> Verilen metin
Osmanlıca ve Saray’da Felsefe

26 Aralık 2014 Cuma

Erdoğan “Türkçe ile felsefe yapılamaz!” diye kestirip attı.
Bizim gazete de aynı Erdoğan’ın benzer lafı edenlere “ırkçı” dediğini bulup çıkarttı.
Bu son görüşü mü, bilinmez!..
Geçenlerde de “Osmanlıcayı herkes öğrenecek!” diye talimat verdiğine göre, belli ki 1150 küsur odalı sarayında kendisini felsefeye verecek.
Atatürk’ün “Egemenlik ulusundur” sözüne nazire yapacak ve o da
“Saray milletindir” diyecek.
Dedi bile.
Saray milletin ise felsefesi de milletten kopuk olmayacak.
Felsefe kavramlarla yapılıyor.
Eski Yunan’da Delfi’deki Apollon Tapınağı’nın tepesinde iki sözcük kazılıydı:
“Kendini Tanı”
Acaba Tayyip Erdoğan kendisini nasıl tanıyor?
Aynaya bakarak bu kolay değil. Bıyıklar hep kırpık... Saçlar ıslak avuçla yana yatık... Göz altları ve gıdı hafiften sarkık... Yani o yaştaki herkes gibi.
Ama kendisi nev’i şahsına özel...
Belki de bu nedenle Tanrı ve “Yeni Türkiye” ona yeni olanaklar tanıdı.
Suretine bakarak değil kendisini en iyi “Sıfırladın mı O’ulum?” tapelerini dinleyerek tanıyabilir.
Elbette tanımak istiyorsa...
Kısıtlı dese de halkımız Türkçe ile yine de harikalar yaratabiliyor.
Sadece yasaların değil, dinlerin de lanetlediği rüşveti, anamızın ak sütünü mayalayarak sevimli hale getirebiliyor:
Trafikte rüşveti “çorba parası”na çevirebiliyor.
Kanunları da eğip bükerek milletvekillerinin ağzından “torba yasa”ya dönüştürüyor!

***

Kanuni Sultan Süleyman devri tarihimizin en “kanunlu” dönemi.
500 küsur yıl önce, Fuzuli “rüşvetin selam gibi alınıp verildiğini” 500 küsur yıl önce o dönemde ünlü mısralarıyla ölümsüzleştirdi.
Rüşvet ülkeyi batırmıyor.
Aksine çıkarıyor.
Lafın gelişi en tepelere bile...

‘Smiling’ Olmaya Zorlamak!

> Girdiler
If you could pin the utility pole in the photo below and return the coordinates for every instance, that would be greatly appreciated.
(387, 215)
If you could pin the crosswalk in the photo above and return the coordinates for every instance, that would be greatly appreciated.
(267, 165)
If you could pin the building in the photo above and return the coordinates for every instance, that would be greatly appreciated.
--
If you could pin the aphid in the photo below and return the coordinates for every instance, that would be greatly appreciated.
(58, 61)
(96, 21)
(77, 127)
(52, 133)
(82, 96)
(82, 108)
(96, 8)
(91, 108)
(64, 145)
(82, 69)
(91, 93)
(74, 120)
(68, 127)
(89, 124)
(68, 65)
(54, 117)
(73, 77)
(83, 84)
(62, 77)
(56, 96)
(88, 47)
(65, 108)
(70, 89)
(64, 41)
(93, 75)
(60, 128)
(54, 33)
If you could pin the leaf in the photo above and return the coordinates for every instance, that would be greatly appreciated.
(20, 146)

> Yapılacak iş
Aşağıdaki üç ifade metinle uyuşuyor mu? Her biri için evet ya da hayır de ve kararı veren sözleri metinden aynen alıntıla.
1. Delfi'deki Apollon Tapınağı'nın tepesinde "Kendini Tanı" sözleri kazılıydı.
2. Erdoğan, Türkçe ile felsefe yapılabileceğini söyledi.
3. Trafikteki rüşvete "torba yasa" deniyor.

> Görevin çözümü
1. Evet: "Eski Yunan’da Delfi’deki Apollon Tapınağı’nın tepesinde iki sözcük kazılıydı: “Kendini Tanı”"
2. Hayır: "Erdoğan “Türkçe ile felsefe yapılamaz!” diye kestirip attı."
3. Hayır: "Trafikte rüşveti “çorba parası”na çevirebiliyor."